Only lines with the string "black" should be returned from the data below.
----- SOURCE DATA
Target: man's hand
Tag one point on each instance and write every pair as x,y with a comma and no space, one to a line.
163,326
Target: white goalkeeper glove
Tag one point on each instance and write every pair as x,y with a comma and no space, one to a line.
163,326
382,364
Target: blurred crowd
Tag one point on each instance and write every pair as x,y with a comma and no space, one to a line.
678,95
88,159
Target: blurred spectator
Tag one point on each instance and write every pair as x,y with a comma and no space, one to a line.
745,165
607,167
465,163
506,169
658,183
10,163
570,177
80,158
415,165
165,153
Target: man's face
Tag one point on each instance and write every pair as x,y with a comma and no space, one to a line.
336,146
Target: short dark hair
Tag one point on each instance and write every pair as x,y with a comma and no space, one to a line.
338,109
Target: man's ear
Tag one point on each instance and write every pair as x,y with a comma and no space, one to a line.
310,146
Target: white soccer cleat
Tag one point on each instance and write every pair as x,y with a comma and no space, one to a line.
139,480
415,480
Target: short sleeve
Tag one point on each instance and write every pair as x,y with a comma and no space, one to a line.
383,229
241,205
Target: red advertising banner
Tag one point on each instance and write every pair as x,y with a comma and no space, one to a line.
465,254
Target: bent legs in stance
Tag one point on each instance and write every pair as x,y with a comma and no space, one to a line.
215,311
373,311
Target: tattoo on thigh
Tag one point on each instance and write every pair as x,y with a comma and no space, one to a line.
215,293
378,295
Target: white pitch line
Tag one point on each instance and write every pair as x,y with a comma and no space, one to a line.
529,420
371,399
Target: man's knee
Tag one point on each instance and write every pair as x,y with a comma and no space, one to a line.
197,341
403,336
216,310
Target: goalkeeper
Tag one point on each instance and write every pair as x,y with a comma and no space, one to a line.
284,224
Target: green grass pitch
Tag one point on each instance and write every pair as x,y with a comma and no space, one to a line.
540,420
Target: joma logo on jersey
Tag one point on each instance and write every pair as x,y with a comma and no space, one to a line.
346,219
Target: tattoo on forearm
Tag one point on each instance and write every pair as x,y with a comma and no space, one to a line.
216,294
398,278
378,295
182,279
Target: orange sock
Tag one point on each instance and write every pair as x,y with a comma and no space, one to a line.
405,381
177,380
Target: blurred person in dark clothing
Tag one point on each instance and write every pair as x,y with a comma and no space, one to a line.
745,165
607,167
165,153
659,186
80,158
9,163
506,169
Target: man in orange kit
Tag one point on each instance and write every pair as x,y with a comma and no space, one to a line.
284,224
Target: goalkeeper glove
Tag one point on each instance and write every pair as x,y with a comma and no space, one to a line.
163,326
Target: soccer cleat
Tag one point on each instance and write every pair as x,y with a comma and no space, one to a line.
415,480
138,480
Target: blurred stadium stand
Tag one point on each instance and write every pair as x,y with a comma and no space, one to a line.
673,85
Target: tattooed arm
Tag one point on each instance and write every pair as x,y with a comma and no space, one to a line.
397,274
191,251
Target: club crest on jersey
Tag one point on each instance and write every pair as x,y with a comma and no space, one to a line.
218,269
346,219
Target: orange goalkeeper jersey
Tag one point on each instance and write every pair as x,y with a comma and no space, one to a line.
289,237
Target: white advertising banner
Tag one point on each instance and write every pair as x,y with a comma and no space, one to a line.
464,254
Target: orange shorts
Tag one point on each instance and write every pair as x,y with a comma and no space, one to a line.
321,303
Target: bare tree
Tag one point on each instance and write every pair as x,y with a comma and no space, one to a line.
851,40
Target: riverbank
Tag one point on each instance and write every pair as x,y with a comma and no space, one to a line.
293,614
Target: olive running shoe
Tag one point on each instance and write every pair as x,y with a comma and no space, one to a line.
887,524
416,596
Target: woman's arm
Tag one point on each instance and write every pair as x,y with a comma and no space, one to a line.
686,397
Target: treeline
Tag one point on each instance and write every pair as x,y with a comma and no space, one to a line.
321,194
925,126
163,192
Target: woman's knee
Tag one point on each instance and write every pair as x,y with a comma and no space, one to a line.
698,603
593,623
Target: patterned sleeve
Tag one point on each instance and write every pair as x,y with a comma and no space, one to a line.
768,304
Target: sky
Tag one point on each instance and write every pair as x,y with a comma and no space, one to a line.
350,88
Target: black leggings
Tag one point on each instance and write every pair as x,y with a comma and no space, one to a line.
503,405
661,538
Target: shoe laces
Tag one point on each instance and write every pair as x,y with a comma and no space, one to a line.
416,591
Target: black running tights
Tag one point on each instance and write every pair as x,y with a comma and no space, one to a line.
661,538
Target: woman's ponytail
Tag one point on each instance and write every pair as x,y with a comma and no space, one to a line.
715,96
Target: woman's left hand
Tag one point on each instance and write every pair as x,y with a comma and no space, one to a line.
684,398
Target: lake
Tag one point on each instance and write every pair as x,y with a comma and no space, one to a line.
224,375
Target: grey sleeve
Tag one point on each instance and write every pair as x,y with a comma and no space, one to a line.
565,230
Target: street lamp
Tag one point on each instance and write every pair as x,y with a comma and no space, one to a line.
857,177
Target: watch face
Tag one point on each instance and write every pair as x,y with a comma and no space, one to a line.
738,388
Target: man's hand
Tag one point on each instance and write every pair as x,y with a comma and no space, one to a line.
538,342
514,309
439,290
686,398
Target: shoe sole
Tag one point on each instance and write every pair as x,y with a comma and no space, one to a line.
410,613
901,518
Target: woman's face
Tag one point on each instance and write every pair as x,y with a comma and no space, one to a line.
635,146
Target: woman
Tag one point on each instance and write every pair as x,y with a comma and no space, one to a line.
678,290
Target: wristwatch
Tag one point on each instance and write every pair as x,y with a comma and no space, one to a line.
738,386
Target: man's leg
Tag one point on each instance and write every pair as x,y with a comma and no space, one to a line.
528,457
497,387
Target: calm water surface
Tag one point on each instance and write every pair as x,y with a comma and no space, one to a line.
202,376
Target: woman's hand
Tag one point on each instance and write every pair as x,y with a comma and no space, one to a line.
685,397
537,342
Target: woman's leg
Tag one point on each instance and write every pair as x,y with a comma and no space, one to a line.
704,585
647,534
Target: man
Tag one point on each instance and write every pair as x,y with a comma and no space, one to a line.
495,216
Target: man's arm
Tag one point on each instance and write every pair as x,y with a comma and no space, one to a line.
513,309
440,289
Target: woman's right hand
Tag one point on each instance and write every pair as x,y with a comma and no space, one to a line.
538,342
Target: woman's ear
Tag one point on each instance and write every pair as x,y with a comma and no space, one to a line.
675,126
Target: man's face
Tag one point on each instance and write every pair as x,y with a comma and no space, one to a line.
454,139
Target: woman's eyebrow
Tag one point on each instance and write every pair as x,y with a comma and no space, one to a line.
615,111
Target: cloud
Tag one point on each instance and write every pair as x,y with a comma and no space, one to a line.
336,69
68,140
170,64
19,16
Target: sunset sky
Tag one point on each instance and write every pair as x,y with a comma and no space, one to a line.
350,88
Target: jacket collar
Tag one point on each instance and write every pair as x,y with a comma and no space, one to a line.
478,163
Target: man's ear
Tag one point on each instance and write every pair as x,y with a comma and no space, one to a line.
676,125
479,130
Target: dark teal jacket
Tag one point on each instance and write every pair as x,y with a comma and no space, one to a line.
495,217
----------
FINAL ANSWER:
Target: black leggings
Target: black running tights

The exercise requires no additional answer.